Tarefas:
1. As afirmações abaixo estão de acordo com o trecho sobre a regulamentação da pesquisa clínica? Responda sim ou não a cada uma e cite, sem alterar nada, as palavras do trecho que decidem a resposta.
(a) Paulo Hoff é o diretor-geral do ICESP.
(b) Segundo Hoff, metade da pesquisa clínica do país é feita em São Paulo.
(c) Hoff considera que o Brasil já atingiu seu potencial em pesquisa clínica.
2. Prolongue o trecho sobre a regulamentação da pesquisa clínica a partir do ponto em que ele termina.

Regulamentação da pesquisa clínica

O diretor-geral do ICESP, Paulo Hoff, falou sobre a regulamentação da pesquisa clínica. Segundo ele, ainda estamos muito longe do nosso potencial. “Somos um país com 200 milhões de habitantes e temos uma infraestrutura estabelecida que nos permitiria competir em pé de igualdade na captação e desenvolvimento de projetos de pesquisa, muito além do que estamos fazendo hoje”. Hoff ressaltou a importância do Estado de São Paulo na pesquisa clínica brasileira. “Temos 75% da pesquisa clínica feita em São Paulo e por isso temos não só o direito, mas o dever de participar do debate sobre regulação. Somos nós que estamos à frente dessas pesquisas. São nossas instituições, nossos colaboradores e nossos pacientes que alimentam a pesquisa clínica nesse país e, portanto, temos que ser ouvidos nesse debate”, acrescentou.

(Entradas salvas)
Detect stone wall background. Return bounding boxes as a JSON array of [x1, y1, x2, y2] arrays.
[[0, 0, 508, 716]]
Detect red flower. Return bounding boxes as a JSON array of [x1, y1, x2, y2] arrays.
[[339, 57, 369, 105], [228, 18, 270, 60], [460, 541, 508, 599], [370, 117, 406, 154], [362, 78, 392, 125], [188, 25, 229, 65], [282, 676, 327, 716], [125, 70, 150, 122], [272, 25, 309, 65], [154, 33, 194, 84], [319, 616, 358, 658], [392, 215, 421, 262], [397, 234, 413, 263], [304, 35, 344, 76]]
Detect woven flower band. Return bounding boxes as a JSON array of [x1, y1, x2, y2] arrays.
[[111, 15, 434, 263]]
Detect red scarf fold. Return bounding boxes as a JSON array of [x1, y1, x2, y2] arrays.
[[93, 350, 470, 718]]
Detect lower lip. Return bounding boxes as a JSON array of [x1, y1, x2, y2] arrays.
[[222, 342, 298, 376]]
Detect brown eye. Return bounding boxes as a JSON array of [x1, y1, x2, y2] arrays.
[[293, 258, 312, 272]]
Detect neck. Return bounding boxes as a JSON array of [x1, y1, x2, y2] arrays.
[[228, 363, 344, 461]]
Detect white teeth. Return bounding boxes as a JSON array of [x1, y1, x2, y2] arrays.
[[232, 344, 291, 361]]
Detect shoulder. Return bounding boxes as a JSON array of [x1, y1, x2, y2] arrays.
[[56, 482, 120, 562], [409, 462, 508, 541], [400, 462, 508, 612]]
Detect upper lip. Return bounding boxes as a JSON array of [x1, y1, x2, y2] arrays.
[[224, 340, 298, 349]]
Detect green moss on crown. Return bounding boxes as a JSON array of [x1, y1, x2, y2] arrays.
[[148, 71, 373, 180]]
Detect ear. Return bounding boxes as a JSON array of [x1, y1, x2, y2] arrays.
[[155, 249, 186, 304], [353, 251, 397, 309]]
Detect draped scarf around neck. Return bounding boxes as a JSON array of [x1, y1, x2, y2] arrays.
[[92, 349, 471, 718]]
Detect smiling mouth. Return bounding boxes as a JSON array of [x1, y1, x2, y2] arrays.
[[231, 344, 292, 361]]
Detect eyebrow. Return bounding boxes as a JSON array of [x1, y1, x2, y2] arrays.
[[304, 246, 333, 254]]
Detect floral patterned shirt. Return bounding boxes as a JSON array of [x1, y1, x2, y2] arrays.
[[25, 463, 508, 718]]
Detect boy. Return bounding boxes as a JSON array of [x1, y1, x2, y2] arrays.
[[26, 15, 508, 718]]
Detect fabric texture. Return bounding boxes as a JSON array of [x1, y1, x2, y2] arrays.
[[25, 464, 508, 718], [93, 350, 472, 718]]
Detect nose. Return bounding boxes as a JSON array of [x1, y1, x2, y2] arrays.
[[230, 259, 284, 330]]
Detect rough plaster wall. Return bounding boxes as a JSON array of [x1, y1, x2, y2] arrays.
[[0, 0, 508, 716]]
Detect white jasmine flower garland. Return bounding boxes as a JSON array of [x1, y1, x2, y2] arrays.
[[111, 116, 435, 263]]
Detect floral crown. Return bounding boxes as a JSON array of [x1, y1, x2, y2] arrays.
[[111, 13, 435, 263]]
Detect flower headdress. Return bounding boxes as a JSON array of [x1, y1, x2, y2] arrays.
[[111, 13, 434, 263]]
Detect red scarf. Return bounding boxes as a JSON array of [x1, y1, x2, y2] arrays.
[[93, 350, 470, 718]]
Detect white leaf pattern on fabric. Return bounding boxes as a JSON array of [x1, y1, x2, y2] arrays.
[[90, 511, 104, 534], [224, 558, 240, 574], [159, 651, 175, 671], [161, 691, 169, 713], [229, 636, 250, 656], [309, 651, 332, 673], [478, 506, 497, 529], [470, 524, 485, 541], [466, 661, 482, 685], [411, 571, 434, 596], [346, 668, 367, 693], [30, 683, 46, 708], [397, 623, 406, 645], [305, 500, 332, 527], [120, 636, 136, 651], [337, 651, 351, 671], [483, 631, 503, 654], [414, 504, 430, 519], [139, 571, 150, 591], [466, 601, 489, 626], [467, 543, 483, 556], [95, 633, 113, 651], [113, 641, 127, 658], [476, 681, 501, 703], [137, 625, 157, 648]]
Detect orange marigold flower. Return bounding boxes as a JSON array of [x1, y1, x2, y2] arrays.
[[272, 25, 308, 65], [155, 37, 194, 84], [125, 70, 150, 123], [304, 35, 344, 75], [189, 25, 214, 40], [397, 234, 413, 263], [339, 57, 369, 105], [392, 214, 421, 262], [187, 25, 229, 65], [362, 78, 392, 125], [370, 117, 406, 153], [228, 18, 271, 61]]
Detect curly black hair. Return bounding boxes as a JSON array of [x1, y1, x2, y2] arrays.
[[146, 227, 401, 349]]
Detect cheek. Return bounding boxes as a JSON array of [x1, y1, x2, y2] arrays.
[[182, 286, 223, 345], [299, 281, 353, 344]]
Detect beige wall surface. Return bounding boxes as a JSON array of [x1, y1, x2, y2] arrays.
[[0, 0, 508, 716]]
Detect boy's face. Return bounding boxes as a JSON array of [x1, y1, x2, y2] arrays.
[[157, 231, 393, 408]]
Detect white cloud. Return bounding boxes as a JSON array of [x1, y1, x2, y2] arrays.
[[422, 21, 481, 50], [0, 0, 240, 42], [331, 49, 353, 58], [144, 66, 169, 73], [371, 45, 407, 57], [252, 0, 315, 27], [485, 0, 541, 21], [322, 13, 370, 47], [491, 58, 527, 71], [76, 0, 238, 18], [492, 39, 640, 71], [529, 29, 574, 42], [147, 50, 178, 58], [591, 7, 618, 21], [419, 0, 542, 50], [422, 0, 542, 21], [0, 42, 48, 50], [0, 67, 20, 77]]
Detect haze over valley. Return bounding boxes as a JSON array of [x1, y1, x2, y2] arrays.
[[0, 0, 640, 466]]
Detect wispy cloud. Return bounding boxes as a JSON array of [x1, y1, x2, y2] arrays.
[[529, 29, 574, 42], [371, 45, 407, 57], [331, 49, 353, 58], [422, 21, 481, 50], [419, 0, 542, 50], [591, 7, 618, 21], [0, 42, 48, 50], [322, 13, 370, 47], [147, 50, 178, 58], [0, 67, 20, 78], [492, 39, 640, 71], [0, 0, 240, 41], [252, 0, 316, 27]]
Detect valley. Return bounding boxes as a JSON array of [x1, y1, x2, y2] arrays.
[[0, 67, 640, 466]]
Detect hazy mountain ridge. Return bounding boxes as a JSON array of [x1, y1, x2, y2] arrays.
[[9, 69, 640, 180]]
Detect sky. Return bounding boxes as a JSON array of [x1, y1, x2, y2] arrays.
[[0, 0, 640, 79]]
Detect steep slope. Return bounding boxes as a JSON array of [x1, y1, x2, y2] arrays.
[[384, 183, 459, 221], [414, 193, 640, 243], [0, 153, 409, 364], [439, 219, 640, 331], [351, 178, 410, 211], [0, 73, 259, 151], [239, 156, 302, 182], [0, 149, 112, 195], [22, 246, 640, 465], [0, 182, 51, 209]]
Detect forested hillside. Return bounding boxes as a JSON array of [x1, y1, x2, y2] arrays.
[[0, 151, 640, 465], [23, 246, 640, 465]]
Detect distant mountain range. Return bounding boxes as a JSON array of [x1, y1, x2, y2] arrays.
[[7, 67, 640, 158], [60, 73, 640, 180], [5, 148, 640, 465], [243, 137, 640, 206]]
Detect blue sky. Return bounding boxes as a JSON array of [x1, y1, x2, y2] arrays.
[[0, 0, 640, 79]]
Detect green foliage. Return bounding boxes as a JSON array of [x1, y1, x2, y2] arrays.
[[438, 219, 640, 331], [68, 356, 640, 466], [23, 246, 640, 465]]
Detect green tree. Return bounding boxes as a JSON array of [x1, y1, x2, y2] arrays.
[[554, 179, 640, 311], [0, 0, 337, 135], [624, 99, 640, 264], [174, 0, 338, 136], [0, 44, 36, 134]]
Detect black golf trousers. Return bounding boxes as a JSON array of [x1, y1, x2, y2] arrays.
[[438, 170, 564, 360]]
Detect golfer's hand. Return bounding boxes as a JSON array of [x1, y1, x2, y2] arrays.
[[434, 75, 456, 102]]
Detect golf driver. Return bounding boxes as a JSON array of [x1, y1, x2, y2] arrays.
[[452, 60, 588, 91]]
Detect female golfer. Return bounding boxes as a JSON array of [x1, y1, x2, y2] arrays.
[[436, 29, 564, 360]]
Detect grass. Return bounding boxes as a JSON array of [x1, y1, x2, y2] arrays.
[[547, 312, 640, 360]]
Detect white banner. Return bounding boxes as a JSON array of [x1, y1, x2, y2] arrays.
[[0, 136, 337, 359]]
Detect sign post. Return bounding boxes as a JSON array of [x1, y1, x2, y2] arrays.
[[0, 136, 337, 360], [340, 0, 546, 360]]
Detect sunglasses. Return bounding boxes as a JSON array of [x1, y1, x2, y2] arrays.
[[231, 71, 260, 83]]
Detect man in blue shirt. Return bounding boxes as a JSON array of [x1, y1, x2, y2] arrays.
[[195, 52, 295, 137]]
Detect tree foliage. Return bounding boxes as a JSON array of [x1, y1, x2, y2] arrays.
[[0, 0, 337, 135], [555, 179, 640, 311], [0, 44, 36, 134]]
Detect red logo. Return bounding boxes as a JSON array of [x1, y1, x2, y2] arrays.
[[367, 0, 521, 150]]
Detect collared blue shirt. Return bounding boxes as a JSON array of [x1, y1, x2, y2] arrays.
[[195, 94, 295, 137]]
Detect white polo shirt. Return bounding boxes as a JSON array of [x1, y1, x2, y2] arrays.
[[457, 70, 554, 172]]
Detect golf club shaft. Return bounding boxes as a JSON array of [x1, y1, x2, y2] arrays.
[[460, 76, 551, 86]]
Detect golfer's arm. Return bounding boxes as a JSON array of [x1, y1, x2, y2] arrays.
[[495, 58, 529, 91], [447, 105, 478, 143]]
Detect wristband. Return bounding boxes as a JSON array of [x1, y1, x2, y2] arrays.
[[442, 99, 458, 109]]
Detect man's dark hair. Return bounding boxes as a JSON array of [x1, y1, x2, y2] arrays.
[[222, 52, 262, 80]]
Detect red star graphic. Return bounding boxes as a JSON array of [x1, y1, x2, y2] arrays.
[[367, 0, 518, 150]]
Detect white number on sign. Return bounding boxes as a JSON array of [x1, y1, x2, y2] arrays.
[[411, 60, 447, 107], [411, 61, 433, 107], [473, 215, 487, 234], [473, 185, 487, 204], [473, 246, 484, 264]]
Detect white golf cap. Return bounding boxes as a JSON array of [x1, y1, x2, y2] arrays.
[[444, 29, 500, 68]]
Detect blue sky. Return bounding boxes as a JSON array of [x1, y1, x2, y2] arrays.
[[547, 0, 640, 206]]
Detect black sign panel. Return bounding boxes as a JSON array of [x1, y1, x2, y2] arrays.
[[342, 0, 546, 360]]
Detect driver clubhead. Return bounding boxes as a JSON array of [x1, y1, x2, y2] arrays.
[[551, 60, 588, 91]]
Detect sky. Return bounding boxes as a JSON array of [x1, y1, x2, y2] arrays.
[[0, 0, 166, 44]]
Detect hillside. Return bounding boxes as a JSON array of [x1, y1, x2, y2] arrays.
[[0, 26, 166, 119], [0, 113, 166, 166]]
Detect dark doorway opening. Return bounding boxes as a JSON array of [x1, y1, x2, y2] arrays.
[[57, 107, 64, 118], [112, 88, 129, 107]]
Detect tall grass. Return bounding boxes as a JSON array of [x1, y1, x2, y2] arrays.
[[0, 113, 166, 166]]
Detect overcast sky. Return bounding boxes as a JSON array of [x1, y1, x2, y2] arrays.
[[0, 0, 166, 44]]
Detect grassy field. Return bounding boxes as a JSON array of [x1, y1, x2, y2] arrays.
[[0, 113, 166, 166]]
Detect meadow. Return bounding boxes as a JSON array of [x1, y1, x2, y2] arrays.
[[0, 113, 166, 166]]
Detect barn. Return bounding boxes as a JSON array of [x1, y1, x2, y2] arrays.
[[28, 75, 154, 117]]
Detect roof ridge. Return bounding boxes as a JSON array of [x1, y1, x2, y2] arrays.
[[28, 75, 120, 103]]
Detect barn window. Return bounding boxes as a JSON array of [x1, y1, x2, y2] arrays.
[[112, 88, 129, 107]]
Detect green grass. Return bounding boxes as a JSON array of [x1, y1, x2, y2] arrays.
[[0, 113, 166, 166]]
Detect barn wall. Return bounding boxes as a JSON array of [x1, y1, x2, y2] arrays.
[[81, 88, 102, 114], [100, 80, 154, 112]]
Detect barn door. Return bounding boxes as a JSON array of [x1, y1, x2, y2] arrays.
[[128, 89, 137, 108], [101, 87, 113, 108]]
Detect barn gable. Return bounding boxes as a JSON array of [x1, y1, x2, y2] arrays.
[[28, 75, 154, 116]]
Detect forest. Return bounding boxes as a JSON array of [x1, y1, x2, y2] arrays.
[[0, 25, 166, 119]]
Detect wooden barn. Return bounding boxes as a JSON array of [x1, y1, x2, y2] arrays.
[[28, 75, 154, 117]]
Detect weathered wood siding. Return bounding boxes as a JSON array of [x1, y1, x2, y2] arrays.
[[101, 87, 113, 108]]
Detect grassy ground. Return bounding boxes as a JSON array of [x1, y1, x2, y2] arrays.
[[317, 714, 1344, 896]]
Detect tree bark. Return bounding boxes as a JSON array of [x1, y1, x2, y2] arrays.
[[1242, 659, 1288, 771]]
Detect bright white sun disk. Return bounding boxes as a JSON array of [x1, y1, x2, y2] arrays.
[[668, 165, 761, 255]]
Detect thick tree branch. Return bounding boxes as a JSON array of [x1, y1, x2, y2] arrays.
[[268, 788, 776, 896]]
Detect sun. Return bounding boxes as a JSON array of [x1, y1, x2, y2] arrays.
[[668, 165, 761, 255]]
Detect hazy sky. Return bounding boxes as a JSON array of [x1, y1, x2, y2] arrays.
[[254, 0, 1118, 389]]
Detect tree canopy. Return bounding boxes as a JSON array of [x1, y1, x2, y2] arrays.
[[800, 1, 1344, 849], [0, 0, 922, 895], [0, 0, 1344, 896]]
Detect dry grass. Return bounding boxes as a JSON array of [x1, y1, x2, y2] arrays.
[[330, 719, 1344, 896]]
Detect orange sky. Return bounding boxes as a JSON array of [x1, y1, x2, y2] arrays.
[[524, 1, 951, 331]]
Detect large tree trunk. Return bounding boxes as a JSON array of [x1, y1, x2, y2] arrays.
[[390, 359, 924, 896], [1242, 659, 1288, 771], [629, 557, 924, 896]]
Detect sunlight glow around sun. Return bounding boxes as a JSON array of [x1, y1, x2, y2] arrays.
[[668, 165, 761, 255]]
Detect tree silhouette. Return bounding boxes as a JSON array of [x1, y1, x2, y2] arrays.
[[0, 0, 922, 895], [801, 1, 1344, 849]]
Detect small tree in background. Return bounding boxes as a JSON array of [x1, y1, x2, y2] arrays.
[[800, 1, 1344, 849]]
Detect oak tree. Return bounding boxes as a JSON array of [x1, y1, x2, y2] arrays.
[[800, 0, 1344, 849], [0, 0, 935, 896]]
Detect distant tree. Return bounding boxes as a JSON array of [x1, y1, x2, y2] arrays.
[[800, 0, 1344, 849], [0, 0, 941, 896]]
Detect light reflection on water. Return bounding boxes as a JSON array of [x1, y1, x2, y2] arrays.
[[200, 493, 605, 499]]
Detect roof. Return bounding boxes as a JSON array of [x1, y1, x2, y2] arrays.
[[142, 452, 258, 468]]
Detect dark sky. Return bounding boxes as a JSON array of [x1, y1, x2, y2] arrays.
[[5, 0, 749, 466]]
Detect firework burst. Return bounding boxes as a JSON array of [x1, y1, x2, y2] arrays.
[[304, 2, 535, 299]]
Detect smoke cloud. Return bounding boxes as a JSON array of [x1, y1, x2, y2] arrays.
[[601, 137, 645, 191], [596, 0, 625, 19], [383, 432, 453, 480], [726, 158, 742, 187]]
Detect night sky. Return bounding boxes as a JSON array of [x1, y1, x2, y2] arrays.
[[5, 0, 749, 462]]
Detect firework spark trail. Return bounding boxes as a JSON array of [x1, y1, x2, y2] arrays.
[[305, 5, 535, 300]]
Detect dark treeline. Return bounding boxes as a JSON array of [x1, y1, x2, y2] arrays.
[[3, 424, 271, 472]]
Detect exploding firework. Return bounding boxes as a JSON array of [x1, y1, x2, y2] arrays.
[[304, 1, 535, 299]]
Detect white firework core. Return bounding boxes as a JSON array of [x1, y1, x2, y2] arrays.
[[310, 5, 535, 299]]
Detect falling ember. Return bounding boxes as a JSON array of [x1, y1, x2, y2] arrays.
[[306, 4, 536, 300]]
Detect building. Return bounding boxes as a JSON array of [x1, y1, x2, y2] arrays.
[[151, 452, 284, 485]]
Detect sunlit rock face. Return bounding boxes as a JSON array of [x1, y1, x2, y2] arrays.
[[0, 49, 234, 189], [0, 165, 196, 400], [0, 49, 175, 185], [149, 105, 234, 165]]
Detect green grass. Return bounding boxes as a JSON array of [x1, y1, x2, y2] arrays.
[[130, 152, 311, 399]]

Respostas:
1.
(a) Sim: "O diretor-geral do ICESP, Paulo Hoff".
(b) Não: "Temos 75% da pesquisa clínica feita em São Paulo".
(c) Não: "ainda estamos muito longe do nosso potencial".

2.
O diretor-geral do ICESP fez duras críticas a Conep. Para ele, há sérios problemas com a pesquisa no Brasil e certamente a burocracia regulatória é um deles. “Hoje, se nós queremos fazer pesquisa, temos que interagir com a indústria farmacêutica. Não quer dizer que temos que concordar com tudo o que a indústria propõe, mas precisamos reconhecer que ela é um parceiro fundamental. No Brasil, temos uma indústria farmacêutica forte na área de produção, mas na área de pesquisa ainda está engatinhando”, afirmou. Para Hoff,  a indústria se sente tão tolhida pelo problema regulatório brasileiro que empresas estão comprando companhias lá fora para fazer o desenvolvimento de novos produtos. “Estamos exportando o pouco que poderíamos ter aqui. A principal causa desse problema está no nosso emaranhado regulatório”, diz.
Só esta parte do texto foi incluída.